[Records excerpted from a collection]
BEGIN
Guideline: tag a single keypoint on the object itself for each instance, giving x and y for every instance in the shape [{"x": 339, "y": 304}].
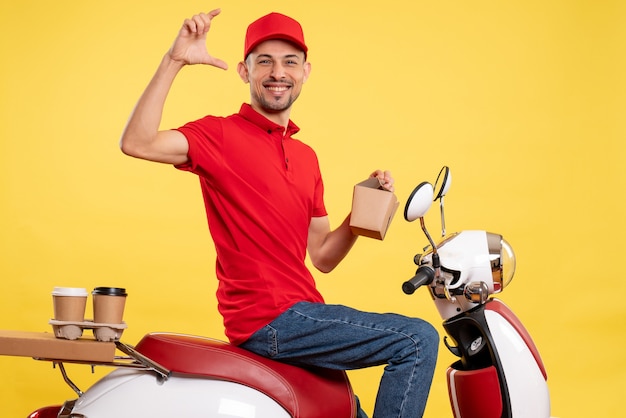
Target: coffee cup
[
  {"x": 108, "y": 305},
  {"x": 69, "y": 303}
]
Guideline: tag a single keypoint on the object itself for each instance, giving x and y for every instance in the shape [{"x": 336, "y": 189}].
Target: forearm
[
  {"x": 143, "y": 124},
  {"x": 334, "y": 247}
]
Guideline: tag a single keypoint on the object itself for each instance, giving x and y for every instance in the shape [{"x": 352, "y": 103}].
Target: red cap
END
Print the records exactly, every one. Leave out the pictures.

Solution ::
Guideline: tag a single keypoint on the object itself for each instance, giving x and y for every instance in the shape [{"x": 339, "y": 304}].
Target: coffee cup
[
  {"x": 108, "y": 305},
  {"x": 69, "y": 303}
]
Guideline: tag a single keypoint on the object itself for each instance, giving x and y for every instance in the shape [{"x": 336, "y": 189}].
Target: forearm
[
  {"x": 143, "y": 124},
  {"x": 334, "y": 247}
]
Guideline: tag a single keypoint on the object itself for each instance, giving x and y for every instance in the shape [{"x": 352, "y": 103}].
Target: red cap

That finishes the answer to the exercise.